座標注釈の行:
* * * * *
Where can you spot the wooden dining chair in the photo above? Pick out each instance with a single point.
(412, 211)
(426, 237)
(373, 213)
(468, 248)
* * * * *
上の行をすべて、空行を除いて番号付きリストに変換せよ。

1. Where can you spot the wooden dining chair in the photo above? Pick out each instance with a single point.
2. (412, 211)
3. (426, 237)
4. (373, 213)
5. (468, 248)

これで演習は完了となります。